### EXERCISE DESCRIPTION
Continue the court decision in the personal injury appeal of Charley v. Goss, starting after its last sentence; disregard the items that follow it.

### PROVIDED TEXT
_____

Carolyn CHARLEY, Plaintiff-Appellant, v. Margaret E. GOSS, et al., Defendants-Respondents, Bennett Nelson, Defendant.
Order, Supreme Court, New York County (Deborah A. Kaplan, J.), entered May 9, 2007, which granted defendants Goss and Conroy's motion for summary judgment dismissing the complaint as against them, affirmed, without costs.
This is a personal injury action which arises out of a motor vehicle accident that occurred on February 14, 2004 at the intersection of West 31st Street and Dyer Avenue in Manhattan. Plaintiff asserts that she was the front-seat passenger in a vehicle owned and operated by defendant Nelson when it came into contact with a vehicle owned by defendant Conroy and operated by defendant Goss.1 Plaintiff declined medical treatment at the scene and first sought medical attention, according to her deposition testimony, “a few days after” the incident.

_____

### RECORDS SUPPLIED
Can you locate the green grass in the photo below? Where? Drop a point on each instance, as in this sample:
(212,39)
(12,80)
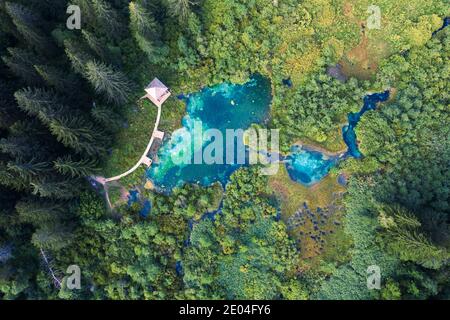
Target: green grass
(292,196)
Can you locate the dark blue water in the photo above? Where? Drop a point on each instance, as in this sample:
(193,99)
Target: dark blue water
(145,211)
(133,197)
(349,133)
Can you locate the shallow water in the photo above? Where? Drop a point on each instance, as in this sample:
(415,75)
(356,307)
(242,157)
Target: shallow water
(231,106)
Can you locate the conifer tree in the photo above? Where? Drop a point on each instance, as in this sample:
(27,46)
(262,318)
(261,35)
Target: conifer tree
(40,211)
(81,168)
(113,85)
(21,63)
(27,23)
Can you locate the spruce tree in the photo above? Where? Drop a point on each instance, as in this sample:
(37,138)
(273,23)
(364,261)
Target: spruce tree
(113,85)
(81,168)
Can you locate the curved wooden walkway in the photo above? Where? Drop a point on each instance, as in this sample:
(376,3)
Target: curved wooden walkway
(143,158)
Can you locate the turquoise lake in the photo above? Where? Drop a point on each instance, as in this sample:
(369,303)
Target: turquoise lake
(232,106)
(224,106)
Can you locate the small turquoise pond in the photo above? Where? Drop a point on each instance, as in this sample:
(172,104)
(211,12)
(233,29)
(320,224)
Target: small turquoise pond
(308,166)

_____

### RESPONSE FOR THIS EXERCISE
Plaintiff subsequently commenced this action in February 2005, alleging that she had sustained a serious injury as defined in Insurance Law § 5102(d). Defendants Goss and Conroy, after issue was joined and discovery conducted, moved for summary judgment dismissing the complaint as against them on the ground that plaintiff failed to meet the serious injury threshold. The motion court, in a decision and order entered on May 9, 2007, granted the motion and dismissed the complaint against the moving defendants, holding, inter alia, that “the plaintiff has failed to demonstrate an inability to perform substantially all of the material acts that constituted her usual and customary duties for 90 of the 180 days following the accident [and] offers contradictory reasons for her cessation of or gap in treatment.” Plaintiff testified that she stopped treatment because she could no longer afford it, as emphasized by the dissent, but subsequently seems to have reported to Dr. Post, who submitted a medical report in opposition to defendants' motion, that there had been some improvement in her condition at the time treatment was discontinued, although some discomfort persisted. Plaintiff appeals, and we now affirm.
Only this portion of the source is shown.